Your task -
Transcribe the data exactly, omitting whatever pictures it holds.

Source material -
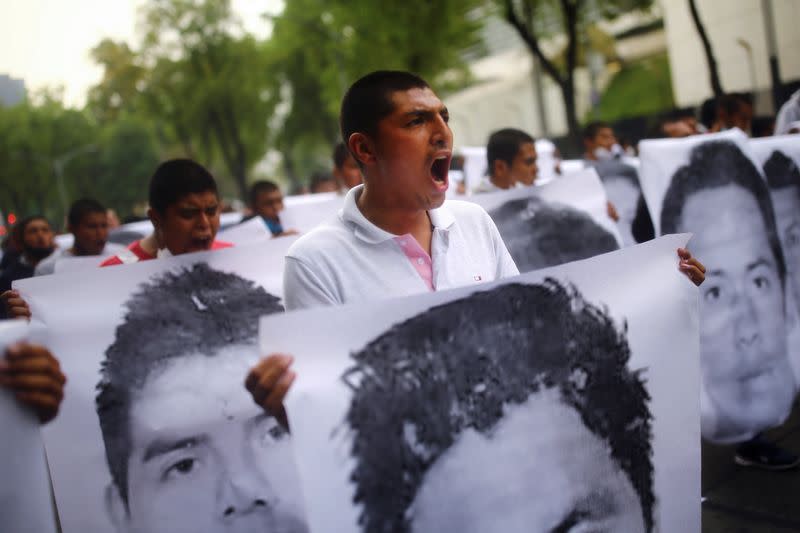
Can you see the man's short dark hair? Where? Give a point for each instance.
(258, 188)
(539, 234)
(712, 165)
(781, 171)
(504, 145)
(419, 385)
(318, 179)
(83, 207)
(197, 310)
(591, 130)
(176, 178)
(369, 100)
(18, 231)
(340, 155)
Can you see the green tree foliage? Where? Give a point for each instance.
(537, 20)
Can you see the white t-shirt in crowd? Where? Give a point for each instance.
(349, 259)
(47, 265)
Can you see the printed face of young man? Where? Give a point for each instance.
(787, 215)
(186, 476)
(413, 148)
(742, 327)
(625, 197)
(91, 234)
(190, 224)
(540, 469)
(269, 204)
(523, 167)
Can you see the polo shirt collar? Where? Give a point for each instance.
(441, 218)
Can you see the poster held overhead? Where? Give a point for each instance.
(562, 221)
(711, 185)
(157, 432)
(568, 374)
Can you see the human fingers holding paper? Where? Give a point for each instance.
(35, 376)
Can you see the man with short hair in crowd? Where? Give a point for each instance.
(34, 240)
(346, 171)
(87, 220)
(321, 182)
(393, 237)
(511, 159)
(600, 143)
(266, 201)
(184, 210)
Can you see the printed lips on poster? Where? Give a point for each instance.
(712, 186)
(157, 432)
(399, 413)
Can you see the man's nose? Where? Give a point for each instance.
(242, 493)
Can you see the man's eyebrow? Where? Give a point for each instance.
(597, 505)
(164, 446)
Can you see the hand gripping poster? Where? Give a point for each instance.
(157, 433)
(545, 402)
(711, 185)
(562, 221)
(25, 503)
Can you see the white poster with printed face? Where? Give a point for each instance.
(565, 220)
(779, 158)
(711, 185)
(157, 432)
(544, 402)
(25, 504)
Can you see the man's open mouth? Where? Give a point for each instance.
(439, 169)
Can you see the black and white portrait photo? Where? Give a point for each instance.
(400, 425)
(501, 374)
(621, 182)
(540, 234)
(157, 433)
(565, 220)
(718, 194)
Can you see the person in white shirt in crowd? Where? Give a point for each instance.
(511, 158)
(87, 220)
(394, 237)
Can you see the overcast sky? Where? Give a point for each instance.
(47, 42)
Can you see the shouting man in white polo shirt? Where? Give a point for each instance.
(394, 237)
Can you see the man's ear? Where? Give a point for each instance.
(499, 168)
(116, 509)
(362, 148)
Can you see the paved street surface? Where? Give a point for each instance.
(746, 500)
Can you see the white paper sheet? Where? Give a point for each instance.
(712, 186)
(642, 293)
(565, 220)
(223, 473)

Result -
Can you see the man's short dark hair? Where? Give a point for each instance.
(258, 188)
(539, 234)
(712, 165)
(781, 171)
(504, 145)
(419, 385)
(318, 179)
(83, 207)
(197, 310)
(591, 130)
(176, 178)
(369, 100)
(18, 231)
(340, 155)
Can you see the green tree foliage? Where? Give a point for each instance.
(537, 20)
Can you see the white t-shirt in crowd? Where? Give a point for each instance.
(349, 259)
(47, 265)
Can you see the printed face of young man? Where? Give a point for each instance.
(787, 215)
(186, 476)
(413, 148)
(742, 327)
(625, 197)
(91, 234)
(190, 224)
(540, 469)
(269, 204)
(523, 167)
Can you see the polo shirt collar? Where? Give a point for each instance.
(441, 218)
Can you see the poster held overhead? Where? Give a point for each instance.
(562, 221)
(711, 185)
(157, 432)
(568, 374)
Can you see the human fingers holding paper? Where? Give a point for each instance.
(35, 376)
Can you see the man with short hair in crowd? Where? Give a point for each instance.
(34, 240)
(346, 171)
(87, 220)
(321, 182)
(393, 237)
(511, 159)
(600, 143)
(266, 201)
(184, 210)
Can you see the printed lips on poster? Where? Give a point for each instance.
(712, 186)
(157, 432)
(399, 413)
Can you see the man's nose? Where? Give a point for each instance.
(242, 493)
Can you see the man's eyebrow? Where? Give a point for each instance.
(597, 505)
(164, 446)
Can you see the hand gripping poster? Where? Give a point for each instance.
(157, 433)
(545, 402)
(711, 185)
(562, 221)
(25, 503)
Can you see the white poster with printed face? Where? Give a point for each instance.
(565, 220)
(779, 158)
(711, 185)
(157, 432)
(544, 402)
(25, 504)
Can you see the man's open mouth? Where? Give a point for each instance.
(439, 169)
Can you see the black and white portrait photo? Where? Give a point for each instance.
(400, 425)
(501, 374)
(621, 182)
(540, 234)
(157, 433)
(565, 220)
(718, 194)
Can you see the person in white shirt in crowd? Where? Give a point for each instance.
(511, 158)
(87, 220)
(394, 237)
Can you see the overcast sky? Where? Give a point for each instance.
(47, 42)
Can you see the shouting man in white polo shirt? Where? Give a point for each instance.
(394, 237)
Can you see the man's ear? Where? Give a point for each instance.
(499, 168)
(116, 509)
(362, 148)
Can you see the paved street surface? Where? Give a point for each instance.
(746, 500)
Can you see the white paper sheet? Where? Give a point for each instance.
(712, 186)
(642, 293)
(565, 220)
(223, 473)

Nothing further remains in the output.